PAGE:
Passer de présent à absent devient non pas une évidence, mais un
choix : si, en tout état de cause nous ne pouvons plus rien
faire, si – honnêtement – nous nous rendons compte que nos buts
ont été atteints ou sont inatteignables, que nous ne pouvons nous
satisfaire de moins alors il devient de notre responsabilité de
passer le flambeau, métaphoriquement ou non.
C'est ainsi que, se
retrouvant à la porte de l'éternité de dieu, celle de l'homme
s'ouvre à nous...une éternité silencieuse certes, mais une qu'on
soupçonne plus tranquille, plus affranchie des actions, des choix,
des hamartia qui jalonnent notre vie. Car il est bien là, le
fin fond du tonneau. On y tombe en apesanteur, doucement, les
derniers rais de lumière par-dessus nous ayant disparu tout de bon,
les poumons comme en compression parce qu'on ne sait combien de temps
nous aurons à retenir notre souffle.
Au mitan des ténèbres
nos mains par-devant nous cherchent la ligne de décompression, celle
qui indique la direction de la surface car oui – il n'y a plus de
repère en bas. Plus rien ne fait sens, les sens sont abolis autant
par le manque que par l'excès : le temps s'arrête et défile à
la vitesse de la lumière ; l'ouïe s'annule par impression et
suppression ; nous voyons trop d'obscurité et il n'y a plus
rien à voir ; la proprioceptivité se bloque : ou nous
savons où nos membres sont et cela n'a aucun sens, ou ne savons pas
et le sens nous élude tout aussi bien ; la faim n'est plus
parce qu'elle est suprême ; tous les mécanismes somesthésiques
se mettent hors tension par répression et surpression, et nous ne
sommes plus rien.
Pourtant nous redevenons
tout parce que nous redevenons un. Soudainement la main agrippe le
bout : il est temps de rester tout en remontant. De remonter
dans l'immobilité la plus totale.
On réapprend alors à ne
pas se servir du même mug pendant trois jours parce que maintenant,
on en a d'autres, parce que maintenant on n'a plus à rationner l'eau
pour faire la vaisselle. On ne réutilise plus le
même sachet de thé trois fois, on ne s'en sert plus pour se
réchauffer la paume des mains. On se surprend à allumer
le chauffage parce qu'on n'a plus peur des factures. On ôte ses
sous-vêtements thermiques, son pull, sa deuxième paire de
chaussettes et ses gants parce qu'il ne fait plus 12 degrés dans
l'appartement. On replie le sac de
couchage et on range la paire de rideaux étendue sur le lit. On ne se précipite plus
sur la bouilloire pour profiter de sa chaleur.

DONNÉES FOURNIES:
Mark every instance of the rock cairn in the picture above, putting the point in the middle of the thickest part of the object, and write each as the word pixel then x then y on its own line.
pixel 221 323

CONSIGNES:
1. D'après la page sur la remontée des ténèbres, quelle température ne fait-il plus dans l'appartement ?
2. Indiquez si chacune des affirmations suivantes s'accorde avec la page sur la remontée des ténèbres, et citez les mots qui tranchent. (a) On se sert désormais du même mug pendant trois jours. (b) Dans les ténèbres, les mains cherchent la ligne de décompression. (c) On allume le chauffage parce qu'on n'a plus peur des factures.
3. Poursuivez la page sur la remontée des ténèbres après sa dernière phrase.
Les données qui précèdent forment un matériau distinct de la page.

CORRIGÉ:
1. Il ne fait plus 12 degrés dans l'appartement.

2.
(a) Non : « On réapprend alors à ne pas se servir du même mug pendant trois jours ».
(b) Oui : « nos mains par-devant nous cherchent la ligne de décompression ».
(c) Oui : « On se surprend à allumer le chauffage parce qu'on n'a plus peur des factures ».

3.
On sait que le corps peut
tenir avec deux pains au chocolat, vingt centilitres de jus d'orange
et un bol de soupe de tomates par jour. Et de l'eau, beaucoup d'eau.
On sait qu'il tient parce que l'esprit ne flanche pas, mais on
améliore le quotidien, doucement parce que le corps n'a plus
l'habitude. Comme des paliers de décompression. On retrouve des
goûts oubliés, des textures qui relèvent de la madeleine de
Proust. Les impressions reviennent en picotant au bout des doigts. Et
on se rend à l'évidence du regard délivré des paupières que
quelque chose en nous ne doit pas être cédé aux vers de la tombe,
qu'une éternité s'ouvre au devant de nous. On se renaît poète,
alors qu'on l'a toujours été.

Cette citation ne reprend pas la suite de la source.